------ Records shown ------
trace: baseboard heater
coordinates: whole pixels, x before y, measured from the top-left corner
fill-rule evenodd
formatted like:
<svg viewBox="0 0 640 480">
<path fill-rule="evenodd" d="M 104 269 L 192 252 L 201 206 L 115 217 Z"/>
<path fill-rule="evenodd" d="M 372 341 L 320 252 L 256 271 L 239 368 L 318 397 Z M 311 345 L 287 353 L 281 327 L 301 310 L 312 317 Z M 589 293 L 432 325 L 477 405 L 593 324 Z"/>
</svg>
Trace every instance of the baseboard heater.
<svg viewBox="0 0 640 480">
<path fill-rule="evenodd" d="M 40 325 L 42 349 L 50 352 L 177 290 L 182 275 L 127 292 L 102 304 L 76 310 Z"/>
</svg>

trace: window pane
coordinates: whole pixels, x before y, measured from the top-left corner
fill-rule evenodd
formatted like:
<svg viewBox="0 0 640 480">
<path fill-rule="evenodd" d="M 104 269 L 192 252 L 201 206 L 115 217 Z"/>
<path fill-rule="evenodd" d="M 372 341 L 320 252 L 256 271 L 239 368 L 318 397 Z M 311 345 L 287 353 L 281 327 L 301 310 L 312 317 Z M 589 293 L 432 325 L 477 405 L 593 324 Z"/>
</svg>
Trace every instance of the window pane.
------
Activity
Would you return the entries exactly as they stand?

Your solution
trace: baseboard heater
coordinates: whole pixels, x before y, measured from the top-left corner
fill-rule evenodd
formatted like:
<svg viewBox="0 0 640 480">
<path fill-rule="evenodd" d="M 104 269 L 192 252 L 201 206 L 115 217 Z"/>
<path fill-rule="evenodd" d="M 372 341 L 320 252 L 256 271 L 239 368 L 318 397 Z M 311 345 L 287 353 L 281 327 L 301 310 L 312 317 Z M 589 293 L 432 325 L 477 405 L 593 324 Z"/>
</svg>
Trace every instance of the baseboard heater.
<svg viewBox="0 0 640 480">
<path fill-rule="evenodd" d="M 40 325 L 42 349 L 50 352 L 177 290 L 182 275 L 127 292 L 102 304 L 76 310 Z"/>
</svg>

trace: window pane
coordinates: whole pixels, x before y, measured from the top-left corner
fill-rule evenodd
formatted like:
<svg viewBox="0 0 640 480">
<path fill-rule="evenodd" d="M 104 269 L 192 252 L 201 206 L 115 217 Z"/>
<path fill-rule="evenodd" d="M 372 341 L 320 252 L 256 271 L 239 368 L 318 397 Z M 311 345 L 287 353 L 281 327 L 301 310 L 312 317 Z M 589 293 L 432 325 L 477 405 L 593 324 Z"/>
</svg>
Trace every instance of the window pane.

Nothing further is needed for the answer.